Activity: Taking the line with "positive clicks: (124, 209)" as the first and the line with "negative clicks: (265, 116)" as the last, set down exactly every line in that range from the entries below, and no more.

Provided data:

- - -

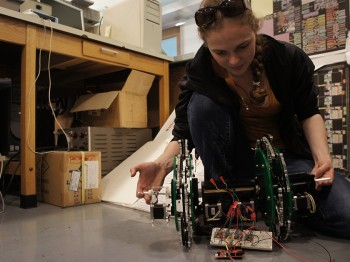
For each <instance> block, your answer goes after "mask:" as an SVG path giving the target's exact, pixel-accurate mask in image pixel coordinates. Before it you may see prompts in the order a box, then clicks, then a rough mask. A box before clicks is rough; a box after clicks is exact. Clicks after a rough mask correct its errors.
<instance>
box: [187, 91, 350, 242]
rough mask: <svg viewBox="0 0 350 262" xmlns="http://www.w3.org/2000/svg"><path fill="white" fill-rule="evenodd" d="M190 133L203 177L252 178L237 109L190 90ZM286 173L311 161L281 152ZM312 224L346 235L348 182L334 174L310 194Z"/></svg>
mask: <svg viewBox="0 0 350 262" xmlns="http://www.w3.org/2000/svg"><path fill="white" fill-rule="evenodd" d="M187 115H188V121H189V127H190V132H191V136H192V140H193V143H194V146H195V148H196V151H197V153H198V154H199V156H200V157H201V159H202V162H203V165H204V174H205V179H206V180H208V179H210V178H214V179H215V180H217V179H219V177H220V176H223V177H224V178H225V179H227V180H235V179H237V180H240V179H249V178H253V177H254V166H255V165H254V153H253V151H252V150H251V148H250V146H249V144H248V141H247V139H246V137H245V135H244V133H243V129H242V127H241V123H240V120H239V115H238V112H233V113H232V112H229V111H228V110H226V109H225V108H224V107H223V106H221V105H219V104H217V103H215V102H214V101H213V100H211V99H210V98H208V97H206V96H203V95H200V94H198V93H193V95H192V98H191V100H190V102H189V105H188V110H187ZM284 159H285V162H286V165H287V170H288V173H289V174H293V173H301V172H310V171H311V170H312V168H313V167H314V162H313V161H312V160H308V159H303V158H301V157H300V156H297V155H295V154H292V153H290V152H288V151H287V152H285V153H284ZM314 199H315V201H316V205H317V212H316V214H315V215H314V216H313V217H311V218H310V221H312V226H315V227H316V229H317V230H319V231H322V232H324V233H330V234H332V235H334V236H341V237H347V238H350V183H349V182H348V181H347V180H346V179H345V178H344V176H342V175H340V174H338V173H335V178H334V182H333V184H332V186H330V187H324V188H322V190H321V191H317V192H315V194H314Z"/></svg>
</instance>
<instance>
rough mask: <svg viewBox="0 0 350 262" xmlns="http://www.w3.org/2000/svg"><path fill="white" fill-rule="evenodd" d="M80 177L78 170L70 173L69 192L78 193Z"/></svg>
mask: <svg viewBox="0 0 350 262" xmlns="http://www.w3.org/2000/svg"><path fill="white" fill-rule="evenodd" d="M80 175H81V172H80V171H79V170H73V171H72V176H71V178H70V183H69V187H68V189H69V190H71V191H78V188H79V180H80Z"/></svg>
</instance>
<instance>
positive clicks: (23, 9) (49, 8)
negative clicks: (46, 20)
mask: <svg viewBox="0 0 350 262" xmlns="http://www.w3.org/2000/svg"><path fill="white" fill-rule="evenodd" d="M29 9H30V10H33V11H34V12H38V13H40V14H44V15H48V16H51V15H52V7H51V6H50V5H47V4H44V3H41V2H40V1H35V0H26V1H24V2H23V3H22V4H21V5H20V6H19V11H20V12H21V13H23V12H25V11H27V10H29Z"/></svg>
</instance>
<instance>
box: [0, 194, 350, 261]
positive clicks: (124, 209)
mask: <svg viewBox="0 0 350 262" xmlns="http://www.w3.org/2000/svg"><path fill="white" fill-rule="evenodd" d="M5 202H6V209H5V213H3V214H1V215H0V261H6V262H8V261H26V262H30V261H50V262H51V261H60V262H62V261H216V259H215V258H214V254H215V250H217V249H216V248H214V247H211V246H210V245H209V239H208V238H207V237H197V238H196V239H195V242H196V243H194V244H193V246H192V248H191V249H190V250H186V249H184V248H182V247H181V246H180V238H179V235H178V233H177V231H176V230H175V225H174V223H173V220H171V221H170V223H169V224H168V225H167V224H166V222H165V221H156V223H155V224H154V226H152V222H151V221H150V219H149V214H148V213H146V212H142V211H136V210H133V209H129V208H125V207H120V206H116V205H112V204H108V203H98V204H90V205H83V206H77V207H70V208H60V207H56V206H52V205H48V204H44V203H38V207H37V208H32V209H21V208H20V207H19V199H18V198H17V197H14V196H11V195H7V196H6V199H5ZM303 232H304V233H305V231H301V233H303ZM306 235H309V233H305V236H299V237H295V236H294V237H293V238H292V240H291V241H290V242H288V243H284V244H283V245H284V247H285V249H282V248H280V247H278V246H277V245H276V246H274V250H273V251H272V252H267V251H254V250H246V252H245V254H244V257H243V259H242V260H241V261H317V262H322V261H330V256H331V257H332V258H334V259H335V260H334V261H337V262H339V261H350V259H349V258H350V240H345V239H337V238H330V237H326V236H323V235H318V234H316V235H314V234H313V233H312V234H311V235H313V236H309V237H306ZM321 246H323V247H324V248H326V249H327V251H328V252H329V253H330V256H329V255H328V253H327V251H326V250H325V249H324V248H323V247H321ZM291 254H293V255H291Z"/></svg>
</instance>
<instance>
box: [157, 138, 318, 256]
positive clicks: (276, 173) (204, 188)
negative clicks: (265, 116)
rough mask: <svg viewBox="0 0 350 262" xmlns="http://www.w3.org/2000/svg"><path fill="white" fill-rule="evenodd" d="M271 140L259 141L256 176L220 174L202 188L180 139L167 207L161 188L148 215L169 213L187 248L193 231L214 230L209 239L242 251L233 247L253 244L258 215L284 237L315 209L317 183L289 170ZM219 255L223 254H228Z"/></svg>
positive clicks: (185, 143)
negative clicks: (224, 240)
mask: <svg viewBox="0 0 350 262" xmlns="http://www.w3.org/2000/svg"><path fill="white" fill-rule="evenodd" d="M272 139H273V138H272V136H270V135H266V136H264V137H262V138H261V139H259V140H257V143H256V147H255V149H254V150H255V175H256V176H255V178H254V179H252V180H249V181H225V179H224V178H222V177H220V181H214V180H213V179H211V180H210V181H204V182H202V183H201V187H200V188H199V182H198V179H197V178H196V177H195V175H194V173H193V169H194V167H193V157H192V154H190V153H189V151H188V149H187V141H186V140H180V141H179V144H180V148H181V150H180V154H179V155H177V156H176V157H175V159H174V172H173V179H172V182H171V190H165V193H164V194H165V196H166V197H165V199H171V205H170V203H169V201H165V202H164V203H160V202H159V199H158V196H159V194H160V190H159V188H158V189H152V190H151V194H152V200H151V205H150V207H151V218H152V219H167V220H168V219H169V217H170V216H171V215H173V217H174V220H175V225H176V230H177V231H178V232H179V234H180V239H181V245H182V246H184V247H187V248H190V247H191V245H192V242H193V241H192V239H193V233H194V232H198V231H201V229H203V228H204V229H209V230H212V235H211V241H212V242H213V243H214V242H215V243H216V244H218V243H221V242H222V243H221V244H223V245H225V246H227V245H228V243H229V242H228V239H231V240H230V241H231V242H230V245H232V246H234V250H230V251H229V254H239V255H241V254H242V253H241V251H240V250H237V249H236V247H237V246H241V245H244V243H246V247H248V248H249V247H251V248H253V245H252V239H251V238H252V237H253V234H251V232H252V228H253V227H254V226H252V225H254V223H255V222H256V221H257V219H258V217H261V218H262V219H263V220H264V222H265V224H266V226H267V227H268V229H269V232H270V233H271V234H270V235H269V236H270V238H271V239H272V238H273V239H276V240H277V241H281V242H283V241H286V240H287V239H288V238H289V236H290V232H291V224H292V220H293V219H294V218H295V217H297V216H302V217H304V216H309V215H311V214H312V213H314V212H315V211H316V206H315V202H314V200H313V197H312V192H313V190H314V187H315V182H314V176H313V175H312V174H309V173H300V174H292V175H290V174H288V172H287V168H286V164H285V161H284V158H283V154H282V153H281V152H280V151H279V150H278V149H277V148H274V147H273V146H272ZM258 214H259V216H258ZM238 223H239V225H240V229H239V230H238V229H237V230H236V229H234V230H233V231H232V230H231V231H230V228H232V225H237V224H238ZM208 232H209V231H208ZM254 232H255V235H256V234H258V233H259V234H262V233H261V231H259V232H258V231H254ZM219 235H220V236H221V237H222V239H221V240H222V241H221V240H219V242H217V241H216V240H215V239H217V237H218V236H219ZM223 240H225V241H223ZM220 241H221V242H220ZM244 241H245V242H244ZM237 242H240V243H239V245H238V244H237ZM248 242H249V243H250V244H247V243H248ZM234 243H236V244H234ZM261 248H262V249H265V248H266V247H264V246H261ZM268 248H269V247H268ZM271 249H272V246H271ZM223 254H225V255H226V256H227V252H224V253H223Z"/></svg>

- - -

Result of the exercise:
positive clicks: (124, 209)
mask: <svg viewBox="0 0 350 262" xmlns="http://www.w3.org/2000/svg"><path fill="white" fill-rule="evenodd" d="M5 202H6V209H5V213H3V214H1V215H0V261H6V262H8V261H26V262H30V261H50V262H51V261H60V262H62V261H216V259H215V258H214V254H215V250H217V249H216V248H214V247H211V246H210V245H209V239H208V238H207V237H197V238H196V239H195V242H196V243H194V244H193V246H192V248H191V249H190V250H186V249H184V248H182V247H181V246H180V238H179V235H178V233H177V231H176V230H175V225H174V223H173V220H171V221H170V223H169V224H168V225H167V224H166V222H165V221H156V223H155V224H154V226H152V222H151V221H150V219H149V214H148V213H146V212H142V211H136V210H133V209H129V208H125V207H120V206H116V205H112V204H108V203H98V204H90V205H83V206H77V207H70V208H60V207H56V206H52V205H48V204H44V203H38V207H37V208H32V209H21V208H20V207H19V199H18V198H17V197H14V196H11V195H7V196H6V199H5ZM303 232H304V233H305V231H301V233H303ZM306 235H309V233H305V236H299V237H295V236H294V237H293V238H292V240H291V241H290V242H288V243H284V244H283V245H284V247H285V249H282V248H280V247H278V246H277V245H276V246H274V250H273V251H272V252H267V251H254V250H246V252H245V254H244V257H243V259H242V260H241V261H317V262H322V261H330V256H331V257H332V258H334V259H335V260H334V261H337V262H339V261H350V259H349V258H350V240H345V239H337V238H330V237H326V236H323V235H318V234H316V235H314V234H313V233H312V234H311V235H313V236H309V237H306ZM321 246H323V247H324V248H326V249H327V251H328V252H329V253H330V256H329V255H328V253H327V251H326V250H325V249H324V248H323V247H321ZM291 254H293V255H291Z"/></svg>
</instance>
<instance>
box: [157, 138, 318, 256]
positive clicks: (276, 173) (204, 188)
negative clicks: (265, 116)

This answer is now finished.